··· Material for the task
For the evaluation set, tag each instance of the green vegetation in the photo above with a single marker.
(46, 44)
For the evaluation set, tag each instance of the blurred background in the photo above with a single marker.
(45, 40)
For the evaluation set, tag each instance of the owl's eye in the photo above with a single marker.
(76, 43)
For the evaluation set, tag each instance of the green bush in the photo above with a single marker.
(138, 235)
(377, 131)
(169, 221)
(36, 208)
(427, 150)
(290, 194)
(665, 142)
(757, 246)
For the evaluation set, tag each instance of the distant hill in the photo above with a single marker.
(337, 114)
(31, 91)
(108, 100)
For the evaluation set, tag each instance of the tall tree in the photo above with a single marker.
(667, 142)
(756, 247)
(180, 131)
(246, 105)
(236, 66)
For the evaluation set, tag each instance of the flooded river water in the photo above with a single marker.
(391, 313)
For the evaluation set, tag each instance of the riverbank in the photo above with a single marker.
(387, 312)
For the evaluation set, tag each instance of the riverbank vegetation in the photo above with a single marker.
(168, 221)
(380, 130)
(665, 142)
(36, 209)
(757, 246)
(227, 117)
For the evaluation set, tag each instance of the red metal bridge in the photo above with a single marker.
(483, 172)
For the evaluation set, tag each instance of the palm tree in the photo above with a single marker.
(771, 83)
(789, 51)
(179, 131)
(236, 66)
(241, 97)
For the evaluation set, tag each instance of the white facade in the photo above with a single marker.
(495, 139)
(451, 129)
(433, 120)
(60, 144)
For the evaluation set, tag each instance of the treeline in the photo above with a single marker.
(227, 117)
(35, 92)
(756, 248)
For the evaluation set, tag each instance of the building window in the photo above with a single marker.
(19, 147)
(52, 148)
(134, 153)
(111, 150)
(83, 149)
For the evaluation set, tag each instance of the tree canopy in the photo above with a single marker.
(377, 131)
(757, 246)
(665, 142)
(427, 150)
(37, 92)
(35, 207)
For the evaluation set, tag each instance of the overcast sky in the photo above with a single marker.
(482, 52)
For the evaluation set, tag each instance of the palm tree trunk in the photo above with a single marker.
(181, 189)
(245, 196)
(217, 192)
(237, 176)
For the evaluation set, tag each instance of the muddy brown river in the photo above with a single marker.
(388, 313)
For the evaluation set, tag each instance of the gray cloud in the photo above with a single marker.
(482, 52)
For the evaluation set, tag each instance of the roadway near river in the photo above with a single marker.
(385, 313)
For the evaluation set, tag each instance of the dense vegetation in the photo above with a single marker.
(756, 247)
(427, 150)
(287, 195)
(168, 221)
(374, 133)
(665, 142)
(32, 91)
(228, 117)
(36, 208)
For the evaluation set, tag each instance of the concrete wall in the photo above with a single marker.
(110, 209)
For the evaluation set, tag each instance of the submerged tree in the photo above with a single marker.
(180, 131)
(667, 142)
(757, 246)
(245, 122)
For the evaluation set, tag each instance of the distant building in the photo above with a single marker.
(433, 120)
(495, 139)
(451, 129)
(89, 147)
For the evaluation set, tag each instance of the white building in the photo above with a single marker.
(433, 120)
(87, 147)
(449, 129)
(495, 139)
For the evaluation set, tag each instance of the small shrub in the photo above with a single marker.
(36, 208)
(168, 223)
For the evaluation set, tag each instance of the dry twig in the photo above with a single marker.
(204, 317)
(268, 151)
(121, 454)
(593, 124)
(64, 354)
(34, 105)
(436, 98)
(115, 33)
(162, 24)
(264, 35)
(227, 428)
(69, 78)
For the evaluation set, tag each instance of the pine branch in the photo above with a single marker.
······
Write out the lines of every row above word for word.

» Answer below:
For the evaluation set, tag each instance of the green vegetation in the photo above with a single marker.
(46, 44)
For the evaluation set, tag each instance of the blurred background in the photo above with a single marker.
(45, 40)
For the evaluation set, tag each instance of the owl's eye in the photo above with a single marker.
(76, 43)
For the evaluation set, tag each instance of the green bush in the photo above with a single marker.
(138, 235)
(377, 131)
(169, 221)
(36, 208)
(427, 150)
(290, 194)
(665, 142)
(757, 246)
For the evaluation set, tag each instance of the distant hill in the photo above with a single marker.
(337, 114)
(31, 91)
(108, 100)
For the evaluation set, tag each instance of the tall tree in the photo above with a single marker.
(667, 142)
(756, 247)
(180, 131)
(246, 105)
(236, 66)
For the evaluation set, tag each instance of the flooded river water in the photo above with a single marker.
(391, 313)
For the evaluation set, tag each instance of the riverbank in the photo above with a single marker.
(387, 312)
For the evaluation set, tag each instance of the riverbank vegetation in the photo above with a single marker.
(168, 221)
(380, 130)
(665, 142)
(36, 209)
(757, 246)
(227, 117)
For the evaluation set, tag each instance of the red metal bridge in the photo above with a single marker.
(483, 172)
For the evaluation set, tag each instance of the palm tree in the photo above with a single marker.
(771, 83)
(789, 51)
(179, 131)
(236, 66)
(241, 97)
For the evaluation set, tag each instance of the white facade in the photo above with a single marker.
(495, 139)
(451, 129)
(433, 120)
(60, 144)
For the evaluation set, tag each instance of the treeline in the photo above with a single marker.
(227, 117)
(35, 92)
(756, 248)
For the evaluation set, tag each instance of the building window in the photo above with a single marker.
(19, 147)
(52, 148)
(134, 153)
(111, 150)
(83, 149)
For the evaluation set, tag each instance of the tree canopy in the photo above with a single marker.
(377, 131)
(757, 246)
(665, 142)
(427, 150)
(37, 92)
(35, 207)
For the evaluation set, tag each instance of the overcast sky in the photo above with a single marker.
(482, 52)
For the evaluation set, tag each instance of the palm tree trunk in the photo above with a single marker.
(181, 189)
(245, 196)
(217, 192)
(237, 176)
For the evaluation set, tag each instance of the muddy brown river in the photo above with a single marker.
(388, 313)
For the evaluation set, tag each instance of the gray cloud in the photo above with a single marker.
(482, 52)
For the evaluation set, tag each instance of the roadway near river in the photo above with a single marker.
(385, 313)
For the evaluation set, tag each instance of the dense vegetation in the photo above with a single marker.
(756, 247)
(427, 150)
(287, 195)
(168, 221)
(374, 133)
(665, 142)
(32, 91)
(228, 117)
(36, 208)
For the evaluation set, tag each instance of the concrete wall in the photo above with a single marker.
(110, 209)
For the evaluation set, tag each instance of the submerged tree in the photo above with a single marker.
(180, 131)
(667, 142)
(757, 246)
(245, 122)
For the evaluation set, tag each instance of the distant building in the photo above with a single marker.
(433, 120)
(495, 139)
(451, 129)
(89, 147)
For the evaluation set, tag each instance of the white building in the photo above with a single marker.
(433, 120)
(87, 147)
(449, 129)
(495, 139)
For the evaluation set, tag each instance of the small shrub in the photo above with a single marker.
(36, 208)
(168, 223)
For the evaluation set, tag each instance of the dry twig in the photo above with a single marker.
(204, 317)
(268, 151)
(121, 454)
(593, 124)
(64, 354)
(34, 105)
(436, 98)
(115, 33)
(162, 24)
(264, 35)
(227, 428)
(69, 78)
For the evaluation set, tag each instance of the pine branch in the photo above with a single marker.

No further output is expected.